*Task goal*. Give back every entry exactly as it is written, but not the pictures.

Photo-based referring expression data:

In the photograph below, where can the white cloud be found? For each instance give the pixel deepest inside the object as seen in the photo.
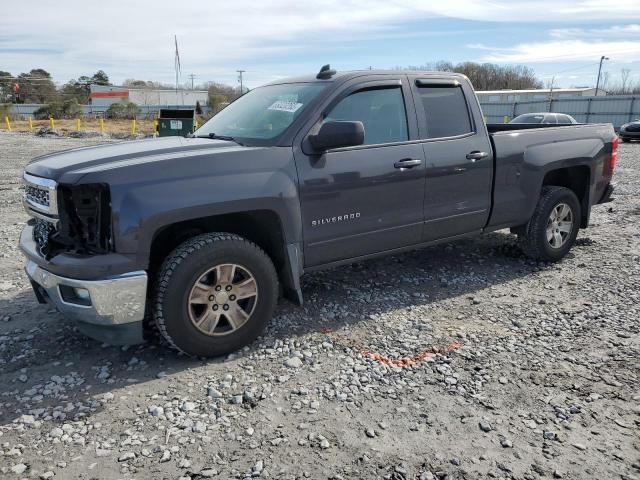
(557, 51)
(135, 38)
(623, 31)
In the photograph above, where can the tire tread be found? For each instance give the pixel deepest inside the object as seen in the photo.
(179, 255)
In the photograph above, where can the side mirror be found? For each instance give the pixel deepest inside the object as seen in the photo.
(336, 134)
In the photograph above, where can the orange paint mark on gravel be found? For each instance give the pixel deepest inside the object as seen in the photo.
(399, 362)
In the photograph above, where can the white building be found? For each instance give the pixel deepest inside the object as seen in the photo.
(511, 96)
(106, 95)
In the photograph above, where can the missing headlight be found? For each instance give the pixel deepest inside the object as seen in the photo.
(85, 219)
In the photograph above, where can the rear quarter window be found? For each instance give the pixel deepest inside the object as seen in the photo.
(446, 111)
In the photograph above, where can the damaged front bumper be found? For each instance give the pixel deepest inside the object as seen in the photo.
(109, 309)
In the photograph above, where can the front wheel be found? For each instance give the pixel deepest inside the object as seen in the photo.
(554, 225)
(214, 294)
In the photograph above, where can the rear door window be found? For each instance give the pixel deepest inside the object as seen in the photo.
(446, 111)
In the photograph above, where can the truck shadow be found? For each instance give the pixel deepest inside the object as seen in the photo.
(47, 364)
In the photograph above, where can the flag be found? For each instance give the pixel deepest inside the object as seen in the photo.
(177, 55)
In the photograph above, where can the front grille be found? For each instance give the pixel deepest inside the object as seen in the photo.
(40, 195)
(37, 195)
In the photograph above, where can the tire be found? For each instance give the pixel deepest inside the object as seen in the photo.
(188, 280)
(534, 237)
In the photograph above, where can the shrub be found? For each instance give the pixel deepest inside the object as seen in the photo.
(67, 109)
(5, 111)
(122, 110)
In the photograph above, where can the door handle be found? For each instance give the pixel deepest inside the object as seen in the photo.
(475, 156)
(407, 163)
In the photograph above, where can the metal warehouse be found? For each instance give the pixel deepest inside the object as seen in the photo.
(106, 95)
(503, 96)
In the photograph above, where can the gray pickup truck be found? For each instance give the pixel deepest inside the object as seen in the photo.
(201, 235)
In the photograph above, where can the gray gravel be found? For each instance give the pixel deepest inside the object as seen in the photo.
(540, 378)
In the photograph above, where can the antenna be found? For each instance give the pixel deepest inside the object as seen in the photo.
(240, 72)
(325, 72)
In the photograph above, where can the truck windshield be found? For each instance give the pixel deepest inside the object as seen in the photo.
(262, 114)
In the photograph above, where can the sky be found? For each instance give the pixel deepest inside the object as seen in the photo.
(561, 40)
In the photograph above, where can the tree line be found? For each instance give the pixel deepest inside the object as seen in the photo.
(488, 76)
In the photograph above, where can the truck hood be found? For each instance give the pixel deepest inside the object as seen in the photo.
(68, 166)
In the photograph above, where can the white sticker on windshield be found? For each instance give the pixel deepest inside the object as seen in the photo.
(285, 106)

*Task answer*.
In the photograph below, where can the white cloud be found? For each instance give the pixel deepest inside the object as seen in the photo.
(557, 51)
(135, 38)
(623, 31)
In the photograph above, where can the tire tread be found? For each instance give the pixel deepest inside the object as seen in the photo.
(179, 255)
In the photograph above, where can the side mirror be found? For each instance give the pixel deepest inside the object as seen in the photo.
(336, 134)
In the photograph above, where can the orange paint mark on gravel be found? For each instance give the pixel deepest inside the object as seen in the photo.
(399, 362)
In the photograph above, where can the white building be found? For each instance give the pixel deepest inside the object as seen in the photo.
(511, 96)
(106, 95)
In the photograph above, where can the missing headlight be found? For each instance give the pixel deepest inside the object as seen in the photo.
(85, 219)
In the photograph above, where can the rear quarter window be found? For each instance give the pixel deepest inside the object as seen in the photo.
(446, 111)
In the photograph above, where can the damaged front bumper be found? For each instance give the pixel deepest inside the object as seen in the photo.
(109, 309)
In the photograph above, where can the front wheel be found? For each instance give the pixel deepest inside the object as seen in the photo.
(554, 225)
(214, 294)
In the photograph above, where can the rear door window be found? For each instance give the pixel deepest inside the object as seen in the photo.
(446, 111)
In the photograph above, where can the truck shadow be found? For each instance give the pixel deepest inside the object as seen in the photo.
(47, 364)
In the photograph above, where can the flag be found? For each instance give the pixel deepest inside the object as seen in the photo.
(177, 55)
In the photograph above, where can the front grille be found? For each instance give the pixel deepest inside the object as seen in the photo.
(40, 195)
(37, 195)
In the photograph above, where can the tire be found? For each instance give the pixel deepest inside the object as seen in the photo.
(188, 280)
(534, 237)
In the photograph above, where can the shrub be found? For each instance give the pixel deepest inside the object as seen in the photo.
(67, 109)
(5, 111)
(122, 110)
In the photograph above, where can the door handle be found? For each instance give the pixel deepest inside the object as seen in the photo.
(475, 156)
(407, 163)
In the photograph above, where can the metal warehouse be found? For each instance give the pixel deepest inside the object as seen in the photo.
(106, 95)
(503, 96)
In the photograph above, where can the gray pickup truck be found? For each instance give the pixel deepest inside the object as seen in the photo.
(201, 235)
In the photograph above, where can the gray gravel be found? For each instance give the pixel deepest inside the object as seen in the photo.
(540, 378)
In the photograph above, where can the antenna be found? For each instance give the pixel deepest inside the object as seen in the photo.
(240, 72)
(325, 72)
In the photograph above, where can the truck windshield be found? For each instance give the pixel deepest inside the object as seen in the photo.
(262, 114)
In the photograph above, where can the sky be found? For each instance give the pixel deepest inside the object as seen in the photo.
(561, 40)
In the photograph above, where can the tree line be found? For each instance give the pixel deepest inside the object as seen in the photo.
(488, 76)
In the photograph above, where can the truck hood be found? For each instance give the pixel deepest inside the object as seen in the photo.
(68, 166)
In the photograph above, where can the white sticker on windshield be found? For each instance give the pixel deepest inside the object as seen in the photo.
(285, 106)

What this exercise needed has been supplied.